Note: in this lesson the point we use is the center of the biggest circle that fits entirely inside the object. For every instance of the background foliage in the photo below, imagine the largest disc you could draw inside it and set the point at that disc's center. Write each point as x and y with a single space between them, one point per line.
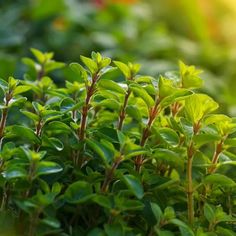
154 33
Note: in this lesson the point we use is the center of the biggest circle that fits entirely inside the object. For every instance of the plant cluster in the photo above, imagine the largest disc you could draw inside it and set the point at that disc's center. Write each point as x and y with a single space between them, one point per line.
114 155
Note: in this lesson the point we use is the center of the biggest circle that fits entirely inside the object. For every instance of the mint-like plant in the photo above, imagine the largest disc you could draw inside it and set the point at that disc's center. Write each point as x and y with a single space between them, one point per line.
114 152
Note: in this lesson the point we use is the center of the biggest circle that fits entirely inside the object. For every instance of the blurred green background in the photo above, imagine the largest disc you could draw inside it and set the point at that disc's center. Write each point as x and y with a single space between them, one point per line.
155 33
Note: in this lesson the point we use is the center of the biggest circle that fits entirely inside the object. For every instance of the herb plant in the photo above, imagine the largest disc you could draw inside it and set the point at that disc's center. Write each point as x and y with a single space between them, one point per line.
114 153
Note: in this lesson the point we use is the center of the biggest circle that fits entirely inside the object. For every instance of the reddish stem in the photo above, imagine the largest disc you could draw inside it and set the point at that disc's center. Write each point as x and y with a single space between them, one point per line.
8 97
146 133
85 109
109 174
216 155
123 110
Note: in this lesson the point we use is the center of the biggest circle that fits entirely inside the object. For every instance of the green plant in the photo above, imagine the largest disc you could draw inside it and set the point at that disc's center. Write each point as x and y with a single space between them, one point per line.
114 153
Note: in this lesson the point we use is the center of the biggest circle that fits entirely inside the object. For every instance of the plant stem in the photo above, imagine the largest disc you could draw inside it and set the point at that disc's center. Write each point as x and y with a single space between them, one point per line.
8 97
218 150
33 223
190 190
110 173
85 109
190 200
153 112
123 110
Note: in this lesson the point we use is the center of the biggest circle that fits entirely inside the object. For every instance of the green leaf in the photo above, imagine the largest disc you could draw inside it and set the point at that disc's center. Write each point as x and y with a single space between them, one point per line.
3 84
14 172
79 70
96 232
21 89
199 105
30 115
123 68
102 149
134 185
91 65
142 93
52 142
111 85
28 134
109 104
169 213
47 167
209 213
202 139
114 229
166 87
134 112
224 231
38 107
135 152
78 192
51 221
18 101
182 226
53 65
189 76
49 115
157 212
169 157
39 55
58 127
103 201
218 179
169 136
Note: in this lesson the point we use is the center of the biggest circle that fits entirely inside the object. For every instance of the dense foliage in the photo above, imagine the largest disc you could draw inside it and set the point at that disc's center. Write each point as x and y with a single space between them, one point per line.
154 33
114 153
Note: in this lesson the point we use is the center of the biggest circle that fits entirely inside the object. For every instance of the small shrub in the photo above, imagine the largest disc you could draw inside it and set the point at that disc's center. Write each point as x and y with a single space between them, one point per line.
114 153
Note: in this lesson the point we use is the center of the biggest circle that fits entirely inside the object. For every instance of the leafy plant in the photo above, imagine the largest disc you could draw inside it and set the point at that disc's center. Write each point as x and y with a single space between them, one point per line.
114 153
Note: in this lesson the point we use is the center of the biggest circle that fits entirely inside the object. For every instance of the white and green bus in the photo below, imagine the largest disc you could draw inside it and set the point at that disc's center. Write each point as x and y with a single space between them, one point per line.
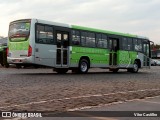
66 47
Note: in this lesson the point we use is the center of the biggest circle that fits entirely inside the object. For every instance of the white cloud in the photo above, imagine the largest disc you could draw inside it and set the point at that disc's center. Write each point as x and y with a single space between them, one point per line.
129 16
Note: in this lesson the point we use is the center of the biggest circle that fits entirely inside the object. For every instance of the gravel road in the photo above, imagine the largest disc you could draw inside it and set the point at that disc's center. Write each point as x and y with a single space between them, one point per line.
44 90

____________________

### [What is required]
In your copy of the listing above, reproduce each line exactly and omit all pictures.

### [Answer]
Note: in this lesson the point we use is the center of the biggest circle that fits entirely inside the object. For every instance of the background foliage in the photo below, imagine the largest disc you could draw inside it and set the point at that disc's center. Write each point as x and y with a single space between them, one point per line.
154 33
Note: in this lesson the point we use is the center of the biggest circle that fits entirely inside the object. For every instance of the plant cluster in the photo above, imagine the largest disc you could draw inside it and set the point at that disc's center. Write each point as x and y with a single space between them, one point per line.
114 155
Note: in this lesson the point we use is the center of the biggest circle that fits entirely inside the object. For every instance of the mint-like plant in the photo above, imagine the largest disc you could draw inside it and set the point at that disc's center. Write each point as x and y with a single space between them, one point per line.
114 152
Note: in this lesson the point we use is the center of the biggest circle that fits entirely inside the object. For every instance of the blurred green background in the photo above, imagine the largest disc you could draw inside it and set the point at that disc's center. Write each point as x and y with a single space between them, one point per line.
155 33
Note: in this lesson the point we use is the center of the biggest circle that fits entirely inside the object. For every instance of the herb plant in the photo above, imagine the largest disc you could draw inside it and set the point at that disc's center. Write each point as x and y with a single space between them, one point per line.
114 153
Note: in this lesson the point we use is the center of the biggest circle that fits entirely inside the object. For every instance of the reddish stem in the photo above, imagine the largest disc you could draw inside it and set the point at that disc's center. Write each point as x and y with a single space between them, one point per line.
8 97
146 133
85 109
109 174
216 155
123 110
Note: in this lesson the point we use is the center of the biggest circle that fits entirely inside the object. For every instance of the green plant in the photo above, imagine the largest disc you could draw inside it and set the point at that disc's center. Write each point as x and y with a single space between them, one point per line.
114 153
Note: in this lesson the point we use is the center of the biggest circle that fits entirely inside the object. For every instance of the plant stem in the photo above, imagine the largest disc you could draw inside it and set the point at that disc's center. Write each point as x and y with a single space between them, one point per line.
8 97
218 150
33 223
190 190
110 173
85 109
190 200
153 112
123 110
Note: in this lesson the point we use is the center of the biggest circle that fits entirely inside the object. For every instance of the green leaf in the photo above, imagine the largest disc you could draw inside it and set the point at that disc's center. Write each point as x and y with a single space between them, one point per line.
3 84
14 172
79 70
96 232
21 89
199 105
30 115
123 68
102 149
134 185
91 65
142 93
52 142
111 85
28 134
109 104
169 213
47 167
209 213
202 139
114 229
166 87
134 112
224 231
38 107
135 152
78 192
51 221
18 101
182 226
53 65
189 76
49 115
157 212
169 157
39 55
58 127
103 201
218 179
169 136
Note: in this lesson the point we use is the center of the biggest circle that fits entirely inside the object. For every instance of the dense foliage in the photo above, imagine the largest disc you could draw inside it and set the point at that disc's center. Write each point as x and y with a single space between them, one point per line.
154 33
114 153
Note: in this lesson the point we use is the center of the biggest circle that fits entirely inside the object. For every instance of the small shrub in the photo above, imagine the largest disc you could draw inside it and set the point at that disc's center. Write each point as x and y with a single space between them, one point per line.
114 153
Note: in this lesson the point we use is the center of the biggest circle that fits entirely inside the object. For every instance of the leafy plant in the photo above, imagine the largest disc you could draw inside it and set the point at that disc's center. Write each point as x and y with a single space between them, one point per line.
114 153
Note: in this lesson the point we use is the center of the biggest circle that fits entirely inside the object. For every instance of the white and green bus in the photo below, imagine the largest disc you could draw inside it and set the point at that disc's center. Write each point as x and y with a single space between them, one point per line.
66 47
Note: in this lesson the point we use is the center of the biggest circle that fits entirely inside the object. For every instance of the white cloud in the photo above, imagine the largest disc you could draw inside it and set the point at that disc's center. Write each point as x and y with a single space between them, one point per line.
129 16
Note: in this lesson the point we use is the center of the biggest circle that fits entirely inside the object. For every instance of the gravel road in the photo above, imagine the largest disc you could draw inside it and set the point at that disc's center. Write each point as x and y with a single space between them, one point per line.
44 90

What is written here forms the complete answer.